If the money spent on storage is not a big concern, why should I use S3 Glacier instead of S3?
If the cost is not a concern for you, there are still several scenarios where Amazon S3 Glacier might be more suitable than Amazon S3. Here are some considerations:
Long-Term Data Archiving: S3 Glacier is specifically designed for long-term data preservation. If you have data that you need to keep for years or even decades, but you don't need frequent access to it, S3 Glacier is an optimal choice. This is because it's tailored for data that is accessed infrequently but needs to be retained for long periods, like legal archives, historical data, or scientific research data.
Regulatory Compliance: Certain industries have regulatory requirements for data retention that can span several years. S3 Glacier provides features that help in meeting these compliance needs, especially in terms of data durability and immutability.
Data Durability: While both S3 and S3 Glacier offer high durability, Glacier’s design is more focused on ensuring data is preserved intact over long periods, reducing the risk of data loss.
Digital Preservation: For digital preservation purposes, where the data may not be accessed frequently but needs to be retained without alteration, S3 Glacier offers immutability options such as Glacier Vault Lock. This allows you to enforce compliance controls on the data stored in Glacier.
Backup and Disaster Recovery: In a comprehensive backup strategy or disaster recovery plan, S3 Glacier can be used for the deepest layer of backup, where the data is not expected to be accessed unless there is a significant need, such as a critical system failure.
Lower Cost of Ownership Over Time: Even if immediate costs are not a concern, the long-term cost savings of using S3 Glacier can be substantial, especially for very large datasets that do not require frequent access.
Data Egress Management: Since retrieving data from Glacier can take longer and might have additional costs compared to S3, it naturally discourages frequent data downloads, which can be a way to manage and control data egress.
In summary, if your use case involves long-term data retention, regulatory compliance, or infrequent access patterns, and you're looking for a solution that emphasizes data preservation and durability, S3 Glacier could be a more appropriate choice than standard S3, regardless of the cost differences.
How data is organized in S3 Glacier?
The organization of data in Amazon S3 Glacier is somewhat similar to Amazon S3, but there are key differences due to the nature and use-cases of the services. Here's an overview of how data is organized in S3 Glacier:
Vaults: In S3 Glacier, data is stored in "vaults," which are analogous to buckets in Amazon S3. Vaults are the primary container for storing data in Glacier. Each vault is a unique namespace within your AWS account and region.
Archives: Within these vaults, data is stored as "archives." An archive can be any data such as a photo, video, document, or even an entire directory or database. Each archive is essentially a discrete, immutable blob of data. Unlike S3, where an object can be easily overwritten or modified, in Glacier, once you upload an archive, it cannot be altered; it must be deleted and re-uploaded for any changes.

DATA TO PROCESS —

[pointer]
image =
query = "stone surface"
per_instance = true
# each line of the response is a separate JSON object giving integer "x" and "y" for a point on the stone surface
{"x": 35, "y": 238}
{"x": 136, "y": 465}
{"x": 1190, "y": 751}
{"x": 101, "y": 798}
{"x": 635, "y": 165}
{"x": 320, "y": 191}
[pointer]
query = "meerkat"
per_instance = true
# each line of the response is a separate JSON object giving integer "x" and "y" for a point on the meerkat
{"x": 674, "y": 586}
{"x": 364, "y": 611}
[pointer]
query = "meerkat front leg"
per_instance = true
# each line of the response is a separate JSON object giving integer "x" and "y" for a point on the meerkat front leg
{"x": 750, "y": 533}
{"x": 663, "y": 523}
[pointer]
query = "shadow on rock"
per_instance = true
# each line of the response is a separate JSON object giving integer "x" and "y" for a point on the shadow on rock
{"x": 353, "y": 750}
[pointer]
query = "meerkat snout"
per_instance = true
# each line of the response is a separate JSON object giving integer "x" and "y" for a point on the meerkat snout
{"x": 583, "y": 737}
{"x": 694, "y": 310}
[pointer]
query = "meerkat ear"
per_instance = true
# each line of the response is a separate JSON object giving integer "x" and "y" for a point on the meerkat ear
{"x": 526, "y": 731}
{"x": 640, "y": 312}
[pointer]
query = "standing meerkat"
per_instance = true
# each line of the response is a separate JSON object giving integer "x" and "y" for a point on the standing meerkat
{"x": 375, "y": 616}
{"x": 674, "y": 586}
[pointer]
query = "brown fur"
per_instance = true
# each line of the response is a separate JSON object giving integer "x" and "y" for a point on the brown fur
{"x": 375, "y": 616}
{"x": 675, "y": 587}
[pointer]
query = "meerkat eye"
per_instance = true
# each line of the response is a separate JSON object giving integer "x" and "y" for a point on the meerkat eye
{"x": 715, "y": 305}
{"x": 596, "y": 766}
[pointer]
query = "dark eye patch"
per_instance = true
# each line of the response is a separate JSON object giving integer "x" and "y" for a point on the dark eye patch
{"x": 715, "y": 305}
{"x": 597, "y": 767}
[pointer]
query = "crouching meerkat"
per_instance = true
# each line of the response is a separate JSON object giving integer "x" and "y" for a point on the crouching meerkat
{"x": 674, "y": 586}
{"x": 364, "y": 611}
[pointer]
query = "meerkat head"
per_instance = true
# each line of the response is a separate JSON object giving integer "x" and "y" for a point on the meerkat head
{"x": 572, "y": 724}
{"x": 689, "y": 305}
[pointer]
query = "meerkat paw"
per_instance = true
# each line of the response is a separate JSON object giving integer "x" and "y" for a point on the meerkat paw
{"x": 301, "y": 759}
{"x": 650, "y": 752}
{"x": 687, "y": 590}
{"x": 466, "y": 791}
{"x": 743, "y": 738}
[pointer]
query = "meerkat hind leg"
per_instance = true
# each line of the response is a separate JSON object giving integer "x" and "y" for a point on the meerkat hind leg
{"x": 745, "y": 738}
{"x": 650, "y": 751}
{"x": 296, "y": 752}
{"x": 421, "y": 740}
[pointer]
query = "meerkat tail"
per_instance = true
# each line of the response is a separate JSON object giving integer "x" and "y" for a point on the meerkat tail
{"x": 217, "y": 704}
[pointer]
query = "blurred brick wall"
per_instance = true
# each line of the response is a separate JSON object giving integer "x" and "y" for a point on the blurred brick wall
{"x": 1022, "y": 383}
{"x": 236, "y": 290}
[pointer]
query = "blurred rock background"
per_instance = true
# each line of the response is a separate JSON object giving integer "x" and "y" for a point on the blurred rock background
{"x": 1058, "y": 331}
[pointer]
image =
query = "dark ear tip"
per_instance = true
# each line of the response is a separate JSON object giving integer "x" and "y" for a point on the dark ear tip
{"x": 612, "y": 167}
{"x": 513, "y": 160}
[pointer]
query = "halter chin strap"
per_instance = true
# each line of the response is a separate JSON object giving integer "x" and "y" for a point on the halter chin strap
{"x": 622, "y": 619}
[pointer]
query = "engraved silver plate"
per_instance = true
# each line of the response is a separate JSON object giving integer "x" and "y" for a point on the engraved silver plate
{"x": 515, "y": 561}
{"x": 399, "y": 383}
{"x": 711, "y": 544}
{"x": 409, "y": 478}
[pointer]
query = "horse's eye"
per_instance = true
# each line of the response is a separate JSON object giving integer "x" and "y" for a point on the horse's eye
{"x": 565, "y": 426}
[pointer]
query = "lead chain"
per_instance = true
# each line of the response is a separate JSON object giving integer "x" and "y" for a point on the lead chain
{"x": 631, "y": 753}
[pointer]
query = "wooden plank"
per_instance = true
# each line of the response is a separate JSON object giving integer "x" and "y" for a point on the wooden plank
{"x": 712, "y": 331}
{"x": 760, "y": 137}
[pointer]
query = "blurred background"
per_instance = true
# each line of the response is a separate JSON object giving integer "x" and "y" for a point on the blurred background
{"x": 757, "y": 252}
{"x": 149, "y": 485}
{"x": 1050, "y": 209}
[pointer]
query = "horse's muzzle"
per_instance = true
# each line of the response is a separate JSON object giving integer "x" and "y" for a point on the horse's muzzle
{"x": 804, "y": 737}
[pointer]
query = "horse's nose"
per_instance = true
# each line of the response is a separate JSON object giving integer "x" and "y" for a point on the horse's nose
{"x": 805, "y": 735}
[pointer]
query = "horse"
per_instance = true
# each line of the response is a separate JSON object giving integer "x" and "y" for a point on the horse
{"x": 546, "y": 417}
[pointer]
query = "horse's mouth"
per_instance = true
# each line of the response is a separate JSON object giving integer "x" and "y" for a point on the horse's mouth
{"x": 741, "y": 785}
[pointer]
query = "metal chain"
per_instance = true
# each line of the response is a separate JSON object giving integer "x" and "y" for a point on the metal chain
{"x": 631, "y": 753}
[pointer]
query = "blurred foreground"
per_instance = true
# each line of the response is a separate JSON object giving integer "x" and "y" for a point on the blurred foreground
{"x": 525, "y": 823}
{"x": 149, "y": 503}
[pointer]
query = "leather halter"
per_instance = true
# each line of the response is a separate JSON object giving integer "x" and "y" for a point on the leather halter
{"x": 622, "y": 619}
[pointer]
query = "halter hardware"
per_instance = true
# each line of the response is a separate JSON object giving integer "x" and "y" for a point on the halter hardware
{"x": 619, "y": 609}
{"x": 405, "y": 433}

WHAT YOU WILL DO —
a. Answer these questions from the S3 Glacier text, one per line:
(i) Which immutability option does the text name for S3 Glacier?
(ii) In Amazon S3, what are vaults analogous to?
(iii) What does the text say must happen for an archive to be changed once it has been uploaded?
b. Return every line of the entries that contains the string "snout".

PER-TASK OUTPUTS —
a.
(i) Glacier Vault Lock.
(ii) Buckets.
(iii) It must be deleted and re-uploaded.

b.
query = "meerkat snout"
# each line of the response is a separate JSON object giving integer "x" and "y" for a point on the meerkat snout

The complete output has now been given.